--- EXTRACTED TEXT Enclosed Below ---

Because our power grids are sensitive to weather and cyber attacks, a number of states have funded what is called community or resilient microgrids. And quite often, the funding is contingent on the microgrids serving hospitals, police stations, water treatment facilities, telecommunications towers and other critical infrastructure.
Microgrids can be found at universities, factories, data centers, stores, telecommunication centers, apartments, military bases, and a range of other operations. Microgrids are relatively new, and probably the best definition would be to describe them as “islands of power.” In other words, microgrids are a solution to power outages that provide resiliency to a community or other entities when there is a power outage on the national grid.
The U.S. Department of energy describes a microgrid: “A microgrid is a group of interconnected loads and distributed energy resources (DERs) within clearly defined electrical boundaries that acts as a single controllable entity with respect to the grid. A microgrid can connect and disconnect from the grid to enable it to operate in both grid-connected or island-mode.”
Why we need healthcare microgrids
When a monster snowstorm or severe thunderstorm knocks out the power in a city, most of us hunker down, and if we live in a region where power outages occur regularly, we might even have a generator to give us backup power. But what happens if the power is out for several days and the city has three or more hospitals, nursing homes and assisted living centers?
This is what happened in New York City in 2012 during Superstorm Sandy and its aftermath. Four hospitals were closed to patients for at least three weeks after the storm, while one hospital evacuated patients during the storm and another required the assistance of the National Guard to evacuate its 700 patients.
The hospitals had to close their doors for a variety of reasons, like flooding and the loss of power, even of their emergency backup generation units. The aftermath of the superstorm resulted in hospitals looking at ways to increase the reliability and resiliency of the power generation resources.
The solution was the building of a diverse range of generating assets and putting them under the direction of healthcare microgrids. And this is also where the idea of community resiliency in a healthcare microgrid has gained popularity. If only one hospital in a community has a microgrid system to protect it from a power outage, where will all the patients and emergency care end up going?
Additionally, the pressure on hospitals during storms gets worse as other kinds of medical facilities lose power, such as satellites, walk-in medical clinics, nursing homes, and retirement care facilities. The hospital becomes the health services fallback for every medical problem.
Over the last decade, the federal government has tightened up its regulations for hospitals to avoid the power outage mess we saw in Superstorm Dandy. Backup generators must be tested on a set schedule, monthly, annually and then every three years for four hours. But even with this routine checking, backup generators still have their limitations. Just when a hospital might need one, they could fail to work.
Steve Pullins, vice president of energy solutions at Hitachi America says, “A healthcare microgrid is truly a new energy business model for your hospital, one that encompasses your electric utility, your backup generators, and your new on-site supply, all configured with a dynamic software intelligence.”
And a microgrid is not dependent on any one energy source. When a hospital or other institution installs a microgrid, it goes from having one form of backup, like a diesel or natural gas generator, to multiple kinds of backup, solar, energy storage, CHP or other sources. This way, during a power outage, the microgrid uses software to direct its own on-site power. And best of all, there is no “one-size-fits-all” for a microgrid.

--- End of Enclosed EXTRACTED TEXT ---
--- SUPPLIED MATERIAL Enclosed Below ---

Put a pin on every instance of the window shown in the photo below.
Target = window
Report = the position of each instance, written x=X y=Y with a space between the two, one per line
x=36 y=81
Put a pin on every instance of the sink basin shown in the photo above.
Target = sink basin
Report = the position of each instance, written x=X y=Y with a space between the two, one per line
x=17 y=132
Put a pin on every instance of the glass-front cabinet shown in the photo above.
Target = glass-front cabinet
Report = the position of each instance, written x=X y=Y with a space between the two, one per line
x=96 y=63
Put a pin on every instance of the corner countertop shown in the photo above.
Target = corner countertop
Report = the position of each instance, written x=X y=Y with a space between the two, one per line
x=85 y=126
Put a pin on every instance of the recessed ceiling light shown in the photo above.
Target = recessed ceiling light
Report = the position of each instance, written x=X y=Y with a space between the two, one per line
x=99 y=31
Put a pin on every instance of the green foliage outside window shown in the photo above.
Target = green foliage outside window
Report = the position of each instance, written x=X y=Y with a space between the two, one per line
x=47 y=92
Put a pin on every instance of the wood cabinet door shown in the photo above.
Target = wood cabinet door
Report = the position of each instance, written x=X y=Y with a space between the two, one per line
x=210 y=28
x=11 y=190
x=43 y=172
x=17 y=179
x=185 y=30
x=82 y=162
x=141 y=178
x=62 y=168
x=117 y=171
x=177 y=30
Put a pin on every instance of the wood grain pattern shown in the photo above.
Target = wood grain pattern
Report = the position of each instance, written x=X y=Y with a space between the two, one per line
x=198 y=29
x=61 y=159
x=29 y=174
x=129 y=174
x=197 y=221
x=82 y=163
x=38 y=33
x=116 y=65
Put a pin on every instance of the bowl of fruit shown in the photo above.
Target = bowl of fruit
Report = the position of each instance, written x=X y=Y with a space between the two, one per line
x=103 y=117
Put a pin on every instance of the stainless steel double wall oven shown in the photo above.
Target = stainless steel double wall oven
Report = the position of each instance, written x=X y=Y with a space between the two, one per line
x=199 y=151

--- End of Enclosed SUPPLIED MATERIAL ---

LIST OF TASKS:
[1] Answer these about the microgrid article:
(a) How many patients did the hospital that needed the National Guard have to evacuate?
(b) What position does Steve Pullins hold?
(c) On what schedule must hospital backup generators be tested?
[2] Can you write out the microgrid article between "The hospitals had" and "end up going?", inclusive, swapping "superstorm" for "hurricane"?
The rows come from a source other than the text.

ANSWERS GIVEN:
[1]
(a) 700 patients.
(b) He is vice president of energy solutions at Hitachi America.
(c) Monthly, annually, and then every three years for four hours.

[2]
The hospitals had to close their doors for a variety of reasons, like flooding and the loss of power, even of their emergency backup generation units. The aftermath of the hurricane resulted in hospitals looking at ways to increase the reliability and resiliency of the power generation resources.
The solution was the building of a diverse range of generating assets and putting them under the direction of healthcare microgrids. And this is also where the idea of community resiliency in a healthcare microgrid has gained popularity. If only one hospital in a community has a microgrid system to protect it from a power outage, where will all the patients and emergency care end up going?